BEGIN Excerpted passage
When it is excessively dependent on irrelevant attributes of the training data, the result is that it works 
well on the training data but is relatively poorly predictive on unseen instances [12]. 

Over the past few years, a number of researchers have presented many related works for the use 
and/or suggestion of an enhancement in decision tree methods of various classification problems, below are 
some of the related works in this field. 

ID3 has some exist disadvantages such as tending to select attributes biasing towards multi-values. 
The logarithmic expression has a high complexity computation and large-scale size. The authors of [13] 
proposed an improved ID3 algorithm that combines the simplified information entropy based on different 
weights with coordination degree in rough set theory. The traditional ID3 and the improved one are 
compared by exploiting three datasets, the experimental results showed that the proposed algorithm 
outperformed in the running time and tree size, but not in classification accuracy for small datasets. 

The ID3 uses information gain tend to select the attribute with more values but it cannot measure the 
attribute importance via the number of attribute values. Therefore, the authors of [14] proposed a new method 
that selected the splitting attribute based on the utilization of conditional probability calculation of close 
contact between the attributes and the decision attributes. It joined with information gain to get higher 
predictive accuracy and less number of leaves without taking into consideration the running time. 
In perspective of the above issue, the authors of [15] suggested normalized association function combined 
with gain for each attribute to decide splitting decision, this can enhance accuracy but increase time 
complexity for proposed decision tree.
END Excerpted passage
BEGIN Given records
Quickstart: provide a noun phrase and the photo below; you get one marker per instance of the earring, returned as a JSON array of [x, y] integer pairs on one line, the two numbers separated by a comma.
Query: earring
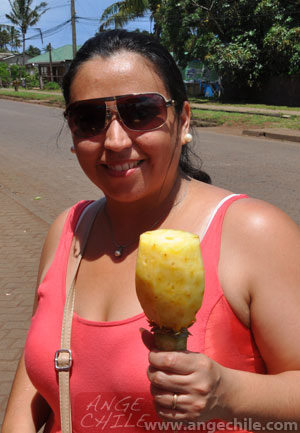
[[188, 138]]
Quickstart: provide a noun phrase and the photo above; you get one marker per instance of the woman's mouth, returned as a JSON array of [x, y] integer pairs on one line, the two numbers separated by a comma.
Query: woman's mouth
[[122, 169]]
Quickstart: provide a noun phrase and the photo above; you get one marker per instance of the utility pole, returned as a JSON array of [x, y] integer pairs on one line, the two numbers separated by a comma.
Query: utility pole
[[73, 13], [50, 60]]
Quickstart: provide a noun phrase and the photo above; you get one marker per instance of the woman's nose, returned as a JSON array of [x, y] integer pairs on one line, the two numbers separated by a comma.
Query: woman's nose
[[116, 138]]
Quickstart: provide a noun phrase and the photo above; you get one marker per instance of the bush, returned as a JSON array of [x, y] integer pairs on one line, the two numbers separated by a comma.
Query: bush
[[4, 74], [32, 80], [52, 85]]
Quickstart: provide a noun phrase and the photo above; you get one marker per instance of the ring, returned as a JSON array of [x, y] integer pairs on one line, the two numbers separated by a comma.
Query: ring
[[174, 401]]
END Given records
Written request 1
In the passage on ID3, what two measures did the improved algorithm proposed by the authors of [13] do better on than traditional ID3?
Written request 2
Condense the paragraph in the passage on ID3 that begins "ID3 has some exist disadvantages" into a short list that keeps its main facts.
Written request 3
Return a verbatim portion of the passage on ID3: begin at the words "When it is excessively" and stop after "in this field.".

Written solution 1
Running time and tree size.

Written solution 2
- ID3 tends to select attributes biased toward multiple values, and its logarithmic expression involves high computational complexity and large scale.
- The authors of [13] proposed an improved ID3 algorithm that combines simplified information entropy based on different weights with coordination degree from rough set theory.
- Compared with traditional ID3 on three datasets, the improved algorithm did better in running time and tree size, but not in classification accuracy for small datasets.

Written solution 3
When it is excessively dependent on irrelevant attributes of the training data, the result is that it works 
well on the training data but is relatively poorly predictive on unseen instances [12]. 

Over the past few years, a number of researchers have presented many related works for the use 
and/or suggestion of an enhancement in decision tree methods of various classification problems, below are 
some of the related works in this field.